[SELECTED TEXT Boundary: Start]

Back to my original point; the difference between the two statements. She had tried to get help. She went to friends and they betrayed her trust. They told her to try harder. They told her how some of his behavior could be her fault. Because of this, she was less likely to reach out. I told her for every 10 people she would tell, she would be likely to find only 1 that believed her. I told her not to give up. Honestly, I think this is grossly exaggerated. I don’t think the odds are as favorable as this.
When I went for help, I told very few people whom I thought would try to help. People who were in a position to help. I know the fatalism that sets in when you finally find to courage to go for help only to find yourself still standing alone with no one there beside you. It hurts. Deeply.
I would like to make a statement about my family as an aside. I have a family which I am very close to but living so far away made it easier to hide things. I did not go to them because I always thought of them as my last resort. I knew that if things ever got bad enough I would be able to go to them. Part of the problem is my distorted view of what “bad” was. I should have gone to them much sooner, years sooner, and if not for the insistence of my friends, probably would still not have done it. I thought that there was no way I could salvage my family’s relationship with my husband if they knew what my life was really like. I was still in protection mode.
She was alone, had a child, no income, and no means to support herself. She had the gameplan that I, eventually, and many other women develop. If I can just get the kids through high school, then I can do something. In the meantime, she would endure whatever she had to for her child’s sake.
I am astounded at how many women I meet who have escaped abusive relationships, but how many more women, coworkers, patients, women I attend church with and rub shoulders with in the general public are still in them?
She broke down yesterday. The walls came down out of sheer exhaustion, but she fixed her face, strengthened her resolve and went back. I gave her as much information about resources available to her as I could, encouraged her, and gave her advice. Will she take it? I don’t know. If she is like me, it will take her a while to act. In the meantime, she will keep her chin up and muddle through the best she can.

[SELECTED TEXT Boundary: End]
[DATA EXTRACTS Boundary: Start]

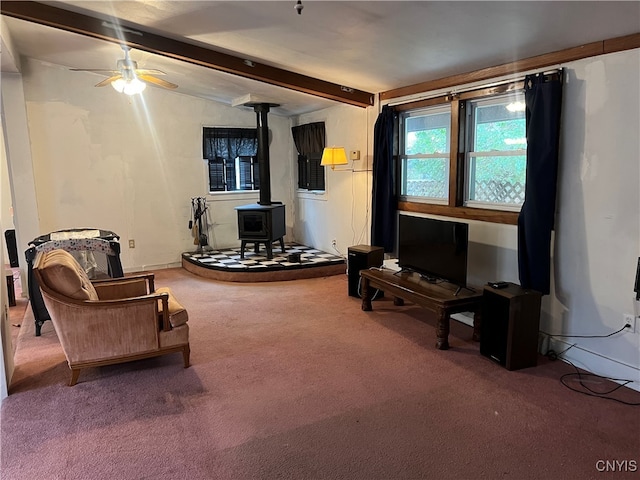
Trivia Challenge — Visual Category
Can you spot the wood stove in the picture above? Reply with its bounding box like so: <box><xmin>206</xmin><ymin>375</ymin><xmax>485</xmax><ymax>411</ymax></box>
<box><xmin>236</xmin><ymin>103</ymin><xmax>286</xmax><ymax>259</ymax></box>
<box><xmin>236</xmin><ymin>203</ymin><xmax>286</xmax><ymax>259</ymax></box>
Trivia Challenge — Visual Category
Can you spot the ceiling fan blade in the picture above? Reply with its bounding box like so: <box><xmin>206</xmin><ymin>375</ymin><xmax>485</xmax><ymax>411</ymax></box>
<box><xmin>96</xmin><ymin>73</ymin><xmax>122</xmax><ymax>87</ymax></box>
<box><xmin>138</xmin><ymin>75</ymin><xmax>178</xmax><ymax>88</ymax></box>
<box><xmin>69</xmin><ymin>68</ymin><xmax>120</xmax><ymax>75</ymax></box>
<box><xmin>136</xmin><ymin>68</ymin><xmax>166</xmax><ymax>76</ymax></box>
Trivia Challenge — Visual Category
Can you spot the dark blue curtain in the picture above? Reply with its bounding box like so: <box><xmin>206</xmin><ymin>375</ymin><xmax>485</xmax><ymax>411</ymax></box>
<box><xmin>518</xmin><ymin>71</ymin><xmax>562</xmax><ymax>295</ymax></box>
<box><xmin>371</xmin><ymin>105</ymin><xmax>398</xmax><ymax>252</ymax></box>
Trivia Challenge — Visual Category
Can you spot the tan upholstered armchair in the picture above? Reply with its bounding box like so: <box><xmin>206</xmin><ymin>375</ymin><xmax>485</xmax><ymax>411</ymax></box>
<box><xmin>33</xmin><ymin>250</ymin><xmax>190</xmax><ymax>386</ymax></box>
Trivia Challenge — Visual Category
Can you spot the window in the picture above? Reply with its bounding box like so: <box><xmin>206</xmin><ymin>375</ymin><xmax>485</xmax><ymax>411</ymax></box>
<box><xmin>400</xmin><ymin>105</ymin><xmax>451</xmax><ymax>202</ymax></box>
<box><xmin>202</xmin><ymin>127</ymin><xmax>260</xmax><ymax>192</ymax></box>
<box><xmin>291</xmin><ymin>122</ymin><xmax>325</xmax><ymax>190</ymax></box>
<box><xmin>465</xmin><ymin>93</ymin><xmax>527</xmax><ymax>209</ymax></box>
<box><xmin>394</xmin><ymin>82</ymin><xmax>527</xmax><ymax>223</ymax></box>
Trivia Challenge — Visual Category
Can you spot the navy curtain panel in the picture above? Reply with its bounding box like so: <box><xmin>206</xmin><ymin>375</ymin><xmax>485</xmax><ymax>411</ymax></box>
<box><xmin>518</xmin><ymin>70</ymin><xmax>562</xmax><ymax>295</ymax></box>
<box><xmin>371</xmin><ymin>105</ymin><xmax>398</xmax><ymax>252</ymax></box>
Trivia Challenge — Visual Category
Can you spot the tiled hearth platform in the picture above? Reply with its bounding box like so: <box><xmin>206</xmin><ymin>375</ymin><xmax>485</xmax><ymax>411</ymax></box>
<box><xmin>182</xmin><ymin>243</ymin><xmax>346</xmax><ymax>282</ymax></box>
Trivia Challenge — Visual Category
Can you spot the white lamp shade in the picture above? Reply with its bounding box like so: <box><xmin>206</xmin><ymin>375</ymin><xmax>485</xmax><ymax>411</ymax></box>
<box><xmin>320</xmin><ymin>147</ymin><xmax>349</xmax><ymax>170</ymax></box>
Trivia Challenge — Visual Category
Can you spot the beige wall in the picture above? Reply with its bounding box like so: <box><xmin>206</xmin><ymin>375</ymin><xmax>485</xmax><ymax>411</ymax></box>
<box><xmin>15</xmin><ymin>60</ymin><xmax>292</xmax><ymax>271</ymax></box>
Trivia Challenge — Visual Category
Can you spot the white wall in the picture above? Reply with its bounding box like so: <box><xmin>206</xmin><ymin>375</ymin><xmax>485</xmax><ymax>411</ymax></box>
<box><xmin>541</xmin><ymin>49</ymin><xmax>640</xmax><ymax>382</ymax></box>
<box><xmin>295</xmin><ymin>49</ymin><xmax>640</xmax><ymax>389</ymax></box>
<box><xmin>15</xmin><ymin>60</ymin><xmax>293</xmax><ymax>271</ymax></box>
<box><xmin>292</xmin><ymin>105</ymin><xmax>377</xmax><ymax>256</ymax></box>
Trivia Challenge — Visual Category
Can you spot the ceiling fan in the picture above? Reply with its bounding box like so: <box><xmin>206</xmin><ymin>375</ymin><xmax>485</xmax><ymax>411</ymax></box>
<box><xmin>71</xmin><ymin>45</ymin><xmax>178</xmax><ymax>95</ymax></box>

[DATA EXTRACTS Boundary: End]

### PROBLEM TO WORK ON:
Transcribe, word for word, the entire account of seeking help to leave an abusive marriage that appears at the top of this page.

### SOLUTION:
Back to my original point; the difference between the two statements. She had tried to get help. She went to friends and they betrayed her trust. They told her to try harder. They told her how some of his behavior could be her fault. Because of this, she was less likely to reach out. I told her for every 10 people she would tell, she would be likely to find only 1 that believed her. I told her not to give up. Honestly, I think this is grossly exaggerated. I don’t think the odds are as favorable as this.
When I went for help, I told very few people whom I thought would try to help. People who were in a position to help. I know the fatalism that sets in when you finally find to courage to go for help only to find yourself still standing alone with no one there beside you. It hurts. Deeply.
I would like to make a statement about my family as an aside. I have a family which I am very close to but living so far away made it easier to hide things. I did not go to them because I always thought of them as my last resort. I knew that if things ever got bad enough I would be able to go to them. Part of the problem is my distorted view of what “bad” was. I should have gone to them much sooner, years sooner, and if not for the insistence of my friends, probably would still not have done it. I thought that there was no way I could salvage my family’s relationship with my husband if they knew what my life was really like. I was still in protection mode.
She was alone, had a child, no income, and no means to support herself. She had the gameplan that I, eventually, and many other women develop. If I can just get the kids through high school, then I can do something. In the meantime, she would endure whatever she had to for her child’s sake.
I am astounded at how many women I meet who have escaped abusive relationships, but how many more women, coworkers, patients, women I attend church with and rub shoulders with in the general public are still in them?
She broke down yesterday. The walls came down out of sheer exhaustion, but she fixed her face, strengthened her resolve and went back. I gave her as much information about resources available to her as I could, encouraged her, and gave her advice. Will she take it? I don’t know. If she is like me, it will take her a while to act. In the meantime, she will keep her chin up and muddle through the best she can.